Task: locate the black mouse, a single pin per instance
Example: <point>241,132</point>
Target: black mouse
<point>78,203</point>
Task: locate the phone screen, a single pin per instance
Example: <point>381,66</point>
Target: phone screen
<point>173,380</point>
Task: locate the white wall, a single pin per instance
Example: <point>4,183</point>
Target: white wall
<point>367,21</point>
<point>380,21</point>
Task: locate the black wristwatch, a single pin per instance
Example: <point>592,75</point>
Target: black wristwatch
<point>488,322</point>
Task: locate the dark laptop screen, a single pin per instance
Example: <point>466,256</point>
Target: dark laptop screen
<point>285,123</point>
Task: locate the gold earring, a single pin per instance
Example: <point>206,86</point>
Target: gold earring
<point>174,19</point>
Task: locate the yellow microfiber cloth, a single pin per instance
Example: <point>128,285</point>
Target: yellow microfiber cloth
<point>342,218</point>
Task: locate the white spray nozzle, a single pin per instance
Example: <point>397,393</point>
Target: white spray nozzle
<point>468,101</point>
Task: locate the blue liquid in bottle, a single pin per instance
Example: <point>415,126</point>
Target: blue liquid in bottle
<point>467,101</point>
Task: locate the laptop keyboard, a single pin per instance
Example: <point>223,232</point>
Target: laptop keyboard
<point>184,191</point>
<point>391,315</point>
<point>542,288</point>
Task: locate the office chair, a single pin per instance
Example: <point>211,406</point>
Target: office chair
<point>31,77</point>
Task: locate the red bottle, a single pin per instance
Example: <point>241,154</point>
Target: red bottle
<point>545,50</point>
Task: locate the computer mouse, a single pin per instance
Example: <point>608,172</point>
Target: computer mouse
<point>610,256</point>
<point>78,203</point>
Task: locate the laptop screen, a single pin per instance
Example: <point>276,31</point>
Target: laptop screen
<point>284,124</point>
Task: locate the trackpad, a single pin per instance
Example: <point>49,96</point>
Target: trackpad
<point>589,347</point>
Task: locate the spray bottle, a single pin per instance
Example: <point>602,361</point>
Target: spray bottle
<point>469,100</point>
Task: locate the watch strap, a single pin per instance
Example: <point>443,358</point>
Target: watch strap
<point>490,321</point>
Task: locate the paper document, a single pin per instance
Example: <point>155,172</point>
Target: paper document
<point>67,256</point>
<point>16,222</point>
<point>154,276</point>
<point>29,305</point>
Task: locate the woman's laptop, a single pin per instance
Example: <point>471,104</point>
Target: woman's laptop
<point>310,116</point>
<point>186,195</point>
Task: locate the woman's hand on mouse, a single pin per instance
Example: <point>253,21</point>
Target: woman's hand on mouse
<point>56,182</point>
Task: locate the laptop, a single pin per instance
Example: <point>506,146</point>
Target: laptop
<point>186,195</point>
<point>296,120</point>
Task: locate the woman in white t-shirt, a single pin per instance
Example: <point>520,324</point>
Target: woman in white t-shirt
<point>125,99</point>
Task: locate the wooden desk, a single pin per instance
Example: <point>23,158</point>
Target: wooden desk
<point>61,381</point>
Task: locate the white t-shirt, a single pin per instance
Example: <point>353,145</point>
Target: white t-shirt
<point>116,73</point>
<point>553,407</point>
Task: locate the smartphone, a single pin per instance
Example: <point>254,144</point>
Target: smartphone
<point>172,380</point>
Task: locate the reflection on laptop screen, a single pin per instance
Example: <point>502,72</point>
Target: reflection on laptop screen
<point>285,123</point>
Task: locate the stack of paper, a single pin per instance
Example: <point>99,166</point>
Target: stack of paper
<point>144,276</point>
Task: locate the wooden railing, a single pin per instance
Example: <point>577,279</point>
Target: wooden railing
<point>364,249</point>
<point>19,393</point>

..............................

## Task brief
Please copy the data above word for word, starting with its first line and ending with the line that contains "<point>31,77</point>", including that line. Write out nothing beyond it.

## Problem solution
Task: locate the black mouse, a single pin per instance
Example: <point>241,132</point>
Target: black mouse
<point>78,203</point>
Task: locate the phone screen, a single pin per instance
Example: <point>381,66</point>
Target: phone screen
<point>173,380</point>
Task: locate the white wall, a single pin per instance
Example: <point>4,183</point>
Target: white wall
<point>367,21</point>
<point>380,21</point>
Task: locate the black wristwatch, a single pin per instance
Example: <point>592,75</point>
Target: black wristwatch
<point>488,322</point>
Task: locate the dark laptop screen, a single pin per instance
Example: <point>466,256</point>
Target: dark laptop screen
<point>285,123</point>
Task: locate the gold earring, a single pin per instance
Example: <point>206,86</point>
Target: gold earring
<point>174,19</point>
Task: locate the yellow microfiber cloth, a single pin per instance
Example: <point>128,285</point>
Target: yellow microfiber cloth
<point>342,218</point>
Task: locate the white spray nozzle, a single pin per instance
Example: <point>397,393</point>
Target: white spray nozzle
<point>468,101</point>
Task: locate the blue liquid in bottle, a single pin per instance
Example: <point>415,126</point>
Target: blue liquid in bottle
<point>467,101</point>
Task: locate the laptop keyboard, a single pin per instance
Example: <point>223,232</point>
Target: laptop keyboard
<point>184,191</point>
<point>391,315</point>
<point>542,288</point>
Task: locate the office chair, a single pin per instance
Example: <point>211,406</point>
Target: office chair
<point>31,77</point>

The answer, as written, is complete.